For external uses like XML dumps integrating the
compression
strategy into LZMA would however be very attractive. This would also
benefit other users of LZMA compression like HBase.
For dumps or other uses, 7za -mx=3 / xz -3 is your best bet.
That has a 4 MB buffer, compression ratios within 15-25% of
current 7zip (or histzip), and goes at 30MB/s on my box,
which is still 8x faster than the status quo (going by a 1GB
benchmark).
Trying to get quick-and-dirty long-range matching into LZMA isn't
feasible for me personally and there may be inherent technical
difficulties. Still, I left a note on the 7-Zip boards as folks
suggested; feel free to add anything there:
https://sourceforge.net/p/sevenzip/discussion/45797/thread/73ed3ad7/
Thanks for the reply,
Randall
On Tue, Jan 21, 2014 at 2:19 PM, Randall Farmer <randall(a)wawd.com> wrote:
For external
uses like XML dumps integrating the compression
strategy into LZMA would however be very attractive. This would also
benefit other users of LZMA compression like HBase.
For dumps or other uses, 7za -mx=3 / xz -3 is your best bet.

Exercise task →
Continue the email about LZMA compression from the point where it stops. The data is separate material and has no connection to the email about LZMA compression.

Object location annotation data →
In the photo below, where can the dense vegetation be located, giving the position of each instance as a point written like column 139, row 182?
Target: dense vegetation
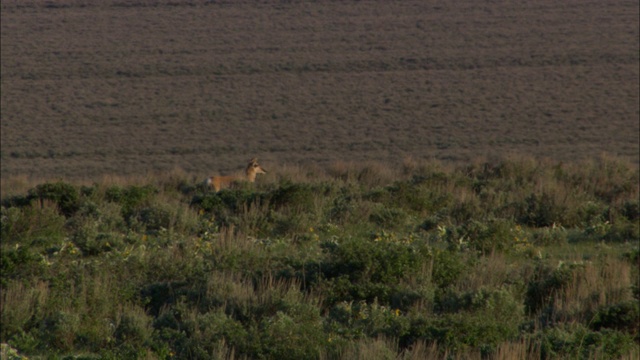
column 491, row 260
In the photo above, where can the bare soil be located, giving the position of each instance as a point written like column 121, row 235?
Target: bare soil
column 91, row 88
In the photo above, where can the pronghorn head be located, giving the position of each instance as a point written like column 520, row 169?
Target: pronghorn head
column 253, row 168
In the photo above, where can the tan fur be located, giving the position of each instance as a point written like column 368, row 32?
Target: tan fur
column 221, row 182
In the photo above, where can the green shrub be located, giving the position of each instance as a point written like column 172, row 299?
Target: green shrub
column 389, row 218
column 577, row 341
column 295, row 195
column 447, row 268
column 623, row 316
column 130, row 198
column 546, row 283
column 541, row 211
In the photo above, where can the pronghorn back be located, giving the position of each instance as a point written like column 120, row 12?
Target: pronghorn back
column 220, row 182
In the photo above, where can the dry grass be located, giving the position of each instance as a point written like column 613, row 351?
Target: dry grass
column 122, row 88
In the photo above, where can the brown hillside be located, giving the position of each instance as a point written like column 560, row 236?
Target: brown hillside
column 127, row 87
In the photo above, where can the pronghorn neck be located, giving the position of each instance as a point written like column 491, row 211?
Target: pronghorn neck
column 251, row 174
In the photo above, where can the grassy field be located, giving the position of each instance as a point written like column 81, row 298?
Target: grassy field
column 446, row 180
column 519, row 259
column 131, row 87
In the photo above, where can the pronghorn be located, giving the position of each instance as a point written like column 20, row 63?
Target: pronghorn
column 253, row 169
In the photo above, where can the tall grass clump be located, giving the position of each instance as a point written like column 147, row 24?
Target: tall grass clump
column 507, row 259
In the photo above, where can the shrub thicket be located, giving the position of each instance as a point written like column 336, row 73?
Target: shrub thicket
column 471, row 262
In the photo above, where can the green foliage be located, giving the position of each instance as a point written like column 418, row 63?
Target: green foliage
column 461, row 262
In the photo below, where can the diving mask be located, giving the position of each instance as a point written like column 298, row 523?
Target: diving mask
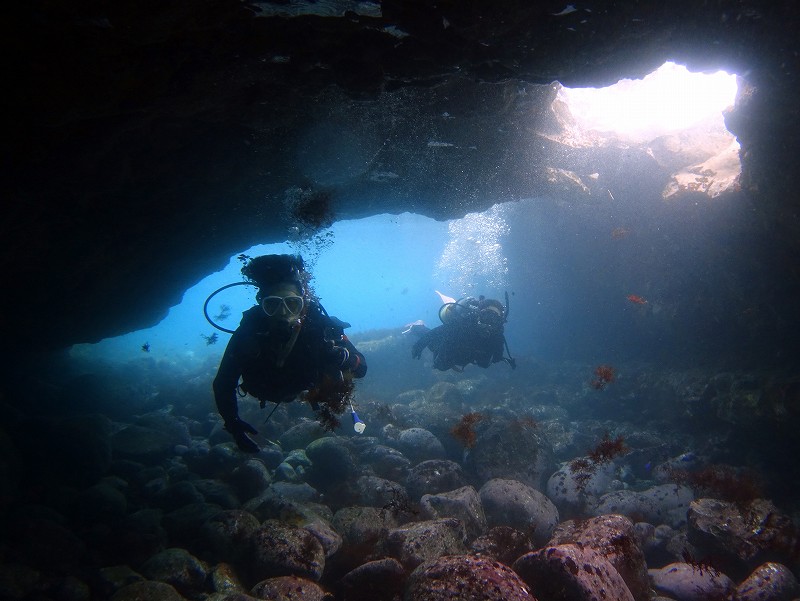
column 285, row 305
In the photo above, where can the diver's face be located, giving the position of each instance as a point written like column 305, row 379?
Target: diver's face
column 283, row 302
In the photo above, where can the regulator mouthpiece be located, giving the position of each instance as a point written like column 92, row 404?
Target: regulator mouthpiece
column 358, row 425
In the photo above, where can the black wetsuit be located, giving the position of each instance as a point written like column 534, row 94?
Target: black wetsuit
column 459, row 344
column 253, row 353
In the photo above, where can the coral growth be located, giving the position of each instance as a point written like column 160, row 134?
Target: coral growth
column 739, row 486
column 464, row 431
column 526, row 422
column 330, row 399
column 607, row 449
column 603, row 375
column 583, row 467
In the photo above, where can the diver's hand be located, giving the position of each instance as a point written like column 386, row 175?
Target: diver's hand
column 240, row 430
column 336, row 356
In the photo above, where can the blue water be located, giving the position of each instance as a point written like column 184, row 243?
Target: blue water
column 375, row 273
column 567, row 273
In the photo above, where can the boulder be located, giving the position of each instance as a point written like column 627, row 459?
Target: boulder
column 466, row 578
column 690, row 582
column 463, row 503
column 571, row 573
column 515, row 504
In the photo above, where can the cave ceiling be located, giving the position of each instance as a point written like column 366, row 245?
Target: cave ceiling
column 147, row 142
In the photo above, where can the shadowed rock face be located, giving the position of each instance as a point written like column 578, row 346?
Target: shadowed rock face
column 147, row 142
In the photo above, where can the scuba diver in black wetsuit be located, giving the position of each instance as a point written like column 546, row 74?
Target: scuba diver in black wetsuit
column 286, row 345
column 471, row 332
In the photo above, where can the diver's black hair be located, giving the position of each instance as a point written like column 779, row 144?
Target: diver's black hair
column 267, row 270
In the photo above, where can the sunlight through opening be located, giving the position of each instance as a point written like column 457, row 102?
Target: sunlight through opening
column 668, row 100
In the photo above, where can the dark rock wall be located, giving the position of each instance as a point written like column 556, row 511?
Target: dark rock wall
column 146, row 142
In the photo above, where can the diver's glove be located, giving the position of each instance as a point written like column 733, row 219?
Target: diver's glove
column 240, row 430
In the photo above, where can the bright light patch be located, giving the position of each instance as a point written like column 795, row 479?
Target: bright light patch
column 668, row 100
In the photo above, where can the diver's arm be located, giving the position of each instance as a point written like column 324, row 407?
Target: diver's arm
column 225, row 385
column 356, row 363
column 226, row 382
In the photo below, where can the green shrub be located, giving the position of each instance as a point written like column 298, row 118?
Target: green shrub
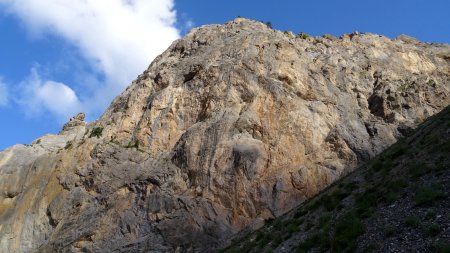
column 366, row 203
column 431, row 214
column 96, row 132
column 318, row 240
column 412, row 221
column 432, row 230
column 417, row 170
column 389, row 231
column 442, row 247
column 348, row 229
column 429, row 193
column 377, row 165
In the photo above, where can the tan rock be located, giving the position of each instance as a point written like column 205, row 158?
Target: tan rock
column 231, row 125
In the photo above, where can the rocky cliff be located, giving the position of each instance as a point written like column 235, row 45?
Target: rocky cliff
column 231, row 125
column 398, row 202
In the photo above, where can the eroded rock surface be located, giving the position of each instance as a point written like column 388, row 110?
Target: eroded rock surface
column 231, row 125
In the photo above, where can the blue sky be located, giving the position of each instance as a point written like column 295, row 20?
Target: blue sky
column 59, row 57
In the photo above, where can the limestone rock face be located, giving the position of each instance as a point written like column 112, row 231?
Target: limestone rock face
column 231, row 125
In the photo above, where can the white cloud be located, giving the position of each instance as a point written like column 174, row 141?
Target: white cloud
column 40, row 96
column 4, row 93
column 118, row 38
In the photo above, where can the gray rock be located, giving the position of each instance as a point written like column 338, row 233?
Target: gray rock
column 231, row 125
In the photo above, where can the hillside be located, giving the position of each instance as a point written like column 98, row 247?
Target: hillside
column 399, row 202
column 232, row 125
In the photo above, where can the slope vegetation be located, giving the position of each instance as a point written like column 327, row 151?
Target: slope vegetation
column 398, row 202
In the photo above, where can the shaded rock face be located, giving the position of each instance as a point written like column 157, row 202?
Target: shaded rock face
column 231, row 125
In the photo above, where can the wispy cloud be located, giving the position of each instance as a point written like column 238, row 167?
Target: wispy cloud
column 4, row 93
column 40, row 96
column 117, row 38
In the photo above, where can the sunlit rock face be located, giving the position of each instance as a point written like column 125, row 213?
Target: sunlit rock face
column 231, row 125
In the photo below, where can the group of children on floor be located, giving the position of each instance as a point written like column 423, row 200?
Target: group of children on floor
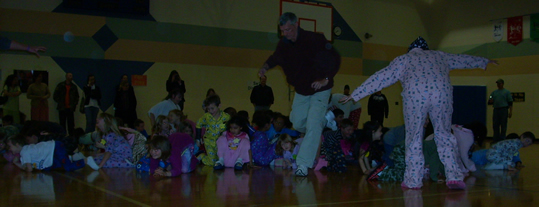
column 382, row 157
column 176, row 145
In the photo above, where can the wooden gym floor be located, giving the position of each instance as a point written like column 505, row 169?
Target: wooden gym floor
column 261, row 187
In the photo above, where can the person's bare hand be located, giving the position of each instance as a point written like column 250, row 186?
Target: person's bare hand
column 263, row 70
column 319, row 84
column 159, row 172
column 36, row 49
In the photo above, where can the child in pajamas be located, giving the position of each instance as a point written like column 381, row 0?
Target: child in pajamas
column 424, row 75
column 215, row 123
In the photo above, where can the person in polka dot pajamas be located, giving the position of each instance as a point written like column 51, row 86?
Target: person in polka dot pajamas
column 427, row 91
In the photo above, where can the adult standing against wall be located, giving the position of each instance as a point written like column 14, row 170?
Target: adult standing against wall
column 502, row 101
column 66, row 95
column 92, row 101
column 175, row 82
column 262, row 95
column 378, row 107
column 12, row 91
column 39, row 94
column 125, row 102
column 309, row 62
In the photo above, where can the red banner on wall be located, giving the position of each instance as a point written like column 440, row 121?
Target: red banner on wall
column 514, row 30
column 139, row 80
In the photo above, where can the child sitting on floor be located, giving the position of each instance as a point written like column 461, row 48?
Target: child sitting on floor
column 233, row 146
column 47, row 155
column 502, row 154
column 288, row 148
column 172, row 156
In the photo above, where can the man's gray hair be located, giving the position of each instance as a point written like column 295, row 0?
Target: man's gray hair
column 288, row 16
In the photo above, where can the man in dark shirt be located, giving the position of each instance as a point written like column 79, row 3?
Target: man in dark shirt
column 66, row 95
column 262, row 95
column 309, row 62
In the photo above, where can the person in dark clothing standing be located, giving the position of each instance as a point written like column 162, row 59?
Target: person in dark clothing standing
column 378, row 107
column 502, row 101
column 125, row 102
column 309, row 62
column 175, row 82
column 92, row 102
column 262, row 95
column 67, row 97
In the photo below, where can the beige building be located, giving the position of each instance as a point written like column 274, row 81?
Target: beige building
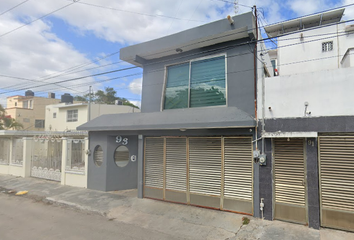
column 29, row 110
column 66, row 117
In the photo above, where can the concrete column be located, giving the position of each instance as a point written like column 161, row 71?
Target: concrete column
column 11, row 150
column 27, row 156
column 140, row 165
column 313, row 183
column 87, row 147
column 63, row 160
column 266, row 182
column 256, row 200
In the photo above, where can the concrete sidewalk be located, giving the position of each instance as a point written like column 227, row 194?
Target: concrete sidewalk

---

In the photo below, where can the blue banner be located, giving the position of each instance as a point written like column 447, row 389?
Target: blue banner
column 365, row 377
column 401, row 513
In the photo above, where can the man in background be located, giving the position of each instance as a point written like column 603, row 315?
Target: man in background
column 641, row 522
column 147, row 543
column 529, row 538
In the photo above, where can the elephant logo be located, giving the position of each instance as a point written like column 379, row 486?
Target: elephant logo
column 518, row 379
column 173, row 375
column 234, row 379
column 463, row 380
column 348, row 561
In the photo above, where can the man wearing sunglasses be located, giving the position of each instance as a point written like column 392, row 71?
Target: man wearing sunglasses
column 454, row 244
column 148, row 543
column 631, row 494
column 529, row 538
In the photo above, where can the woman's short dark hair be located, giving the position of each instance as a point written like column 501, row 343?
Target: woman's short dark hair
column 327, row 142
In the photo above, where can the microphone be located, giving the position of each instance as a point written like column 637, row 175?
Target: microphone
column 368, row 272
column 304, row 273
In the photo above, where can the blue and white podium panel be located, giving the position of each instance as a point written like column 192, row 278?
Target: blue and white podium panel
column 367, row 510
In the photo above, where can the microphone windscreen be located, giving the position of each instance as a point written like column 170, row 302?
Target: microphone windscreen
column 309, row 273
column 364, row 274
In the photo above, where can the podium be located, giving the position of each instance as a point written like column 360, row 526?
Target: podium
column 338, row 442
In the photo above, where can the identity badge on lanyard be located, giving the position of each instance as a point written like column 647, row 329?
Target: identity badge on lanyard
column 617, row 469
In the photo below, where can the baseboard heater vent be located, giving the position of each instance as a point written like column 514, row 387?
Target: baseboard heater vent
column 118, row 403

* * *

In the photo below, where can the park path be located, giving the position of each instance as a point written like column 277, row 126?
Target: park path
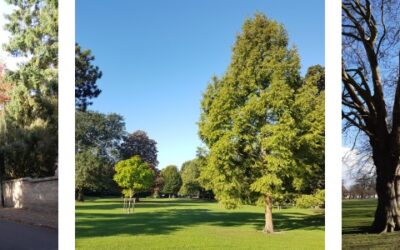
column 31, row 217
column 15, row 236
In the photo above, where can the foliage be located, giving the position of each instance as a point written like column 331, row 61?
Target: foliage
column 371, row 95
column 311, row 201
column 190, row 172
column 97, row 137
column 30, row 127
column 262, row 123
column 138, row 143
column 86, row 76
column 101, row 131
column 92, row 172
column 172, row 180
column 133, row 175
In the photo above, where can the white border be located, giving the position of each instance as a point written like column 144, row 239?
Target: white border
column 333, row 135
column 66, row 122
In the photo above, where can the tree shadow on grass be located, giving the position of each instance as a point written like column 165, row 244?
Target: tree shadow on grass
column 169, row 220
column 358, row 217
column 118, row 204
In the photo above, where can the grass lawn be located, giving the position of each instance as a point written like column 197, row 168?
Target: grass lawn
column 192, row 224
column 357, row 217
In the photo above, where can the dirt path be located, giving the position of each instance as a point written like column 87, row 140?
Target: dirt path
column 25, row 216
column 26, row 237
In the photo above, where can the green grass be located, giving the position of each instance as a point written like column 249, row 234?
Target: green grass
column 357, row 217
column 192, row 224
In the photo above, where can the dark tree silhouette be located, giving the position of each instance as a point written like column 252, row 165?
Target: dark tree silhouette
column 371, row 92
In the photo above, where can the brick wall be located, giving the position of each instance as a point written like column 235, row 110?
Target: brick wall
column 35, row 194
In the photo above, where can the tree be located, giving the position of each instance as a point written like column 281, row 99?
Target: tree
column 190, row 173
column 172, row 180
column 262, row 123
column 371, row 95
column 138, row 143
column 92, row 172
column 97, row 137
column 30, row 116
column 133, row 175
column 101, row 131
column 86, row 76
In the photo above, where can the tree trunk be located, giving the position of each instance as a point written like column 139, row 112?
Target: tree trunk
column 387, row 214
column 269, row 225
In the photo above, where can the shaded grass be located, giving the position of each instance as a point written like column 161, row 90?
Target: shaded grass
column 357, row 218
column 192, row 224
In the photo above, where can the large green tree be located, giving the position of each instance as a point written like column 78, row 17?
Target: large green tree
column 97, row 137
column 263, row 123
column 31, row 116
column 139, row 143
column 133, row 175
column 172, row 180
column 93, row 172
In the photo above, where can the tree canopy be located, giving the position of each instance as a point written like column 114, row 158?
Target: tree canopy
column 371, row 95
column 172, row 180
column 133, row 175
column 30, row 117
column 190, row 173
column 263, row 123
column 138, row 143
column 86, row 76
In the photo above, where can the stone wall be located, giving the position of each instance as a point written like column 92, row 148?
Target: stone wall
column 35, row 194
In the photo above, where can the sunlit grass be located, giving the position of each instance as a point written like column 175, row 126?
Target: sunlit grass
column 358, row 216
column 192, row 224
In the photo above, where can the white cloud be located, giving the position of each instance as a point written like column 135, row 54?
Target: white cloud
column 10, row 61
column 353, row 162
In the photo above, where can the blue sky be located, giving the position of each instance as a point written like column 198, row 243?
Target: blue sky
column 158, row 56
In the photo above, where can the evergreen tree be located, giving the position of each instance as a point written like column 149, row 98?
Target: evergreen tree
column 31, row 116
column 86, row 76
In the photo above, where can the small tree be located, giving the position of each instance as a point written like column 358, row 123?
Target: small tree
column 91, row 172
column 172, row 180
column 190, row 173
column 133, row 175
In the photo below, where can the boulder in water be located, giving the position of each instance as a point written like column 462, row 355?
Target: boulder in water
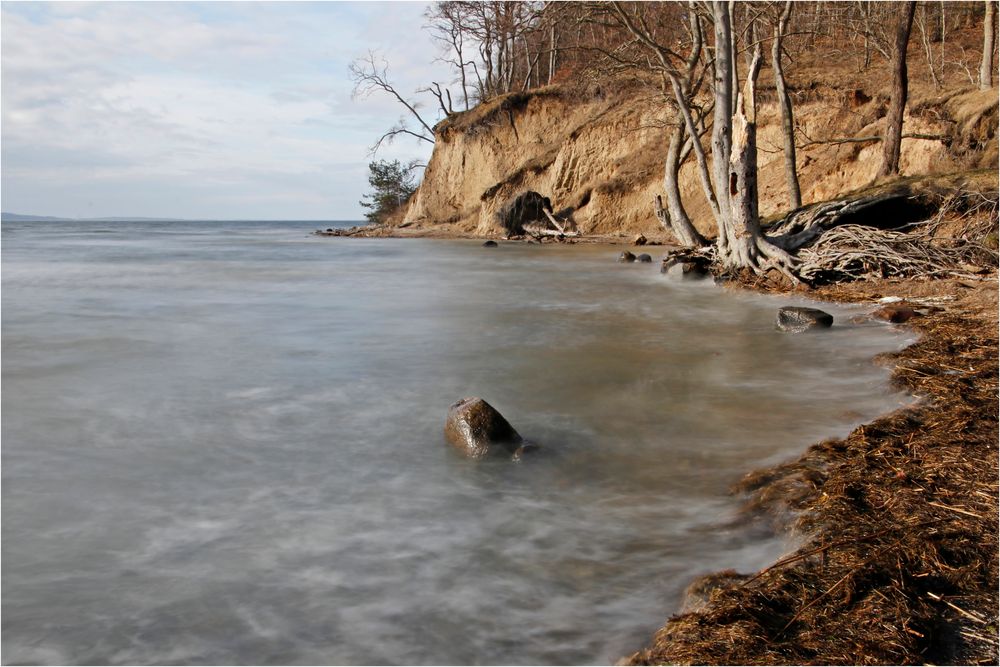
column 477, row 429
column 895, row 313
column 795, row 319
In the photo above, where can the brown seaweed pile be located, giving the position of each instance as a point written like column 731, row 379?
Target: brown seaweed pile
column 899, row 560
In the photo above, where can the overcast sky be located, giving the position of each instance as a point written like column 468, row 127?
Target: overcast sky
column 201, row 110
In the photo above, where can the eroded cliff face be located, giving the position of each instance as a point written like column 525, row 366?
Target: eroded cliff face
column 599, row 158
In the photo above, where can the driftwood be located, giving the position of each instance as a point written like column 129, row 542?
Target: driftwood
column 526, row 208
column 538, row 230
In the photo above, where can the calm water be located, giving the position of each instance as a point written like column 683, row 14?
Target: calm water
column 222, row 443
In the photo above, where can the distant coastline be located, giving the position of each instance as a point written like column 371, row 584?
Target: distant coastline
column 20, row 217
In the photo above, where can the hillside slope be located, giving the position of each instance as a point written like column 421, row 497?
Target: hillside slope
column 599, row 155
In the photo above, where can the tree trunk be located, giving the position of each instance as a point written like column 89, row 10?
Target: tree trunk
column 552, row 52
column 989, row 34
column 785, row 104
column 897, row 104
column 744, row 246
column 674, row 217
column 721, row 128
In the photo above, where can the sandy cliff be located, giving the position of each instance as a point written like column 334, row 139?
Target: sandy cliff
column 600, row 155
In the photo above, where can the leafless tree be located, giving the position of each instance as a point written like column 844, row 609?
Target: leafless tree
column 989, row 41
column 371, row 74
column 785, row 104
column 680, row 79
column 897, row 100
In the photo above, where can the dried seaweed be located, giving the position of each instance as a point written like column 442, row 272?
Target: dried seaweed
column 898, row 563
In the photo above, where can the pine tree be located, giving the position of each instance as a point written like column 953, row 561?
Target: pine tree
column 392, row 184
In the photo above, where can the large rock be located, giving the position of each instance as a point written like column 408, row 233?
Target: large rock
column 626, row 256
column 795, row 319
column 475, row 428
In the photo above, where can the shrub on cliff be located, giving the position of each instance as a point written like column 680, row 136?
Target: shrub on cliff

Task response →
That has a 4 MB buffer, compression ratios within 15-25% of
current 7zip (or histzip), and goes at 30MB/s on my box,
which is still 8x faster than the status quo (going by a 1GB
benchmark).
Re: trying to get long-range matching into LZMA, first, I
couldn't confidently hack on liblzma. Second, Igor might
not want to do anything as niche-specific as this (but who
knows!). Third, even with a faster matching strategy, the
LZMA *format* seems to require some intricate stuff (range
coding) that be a blocker to getting the ideal speeds
(honestly not sure).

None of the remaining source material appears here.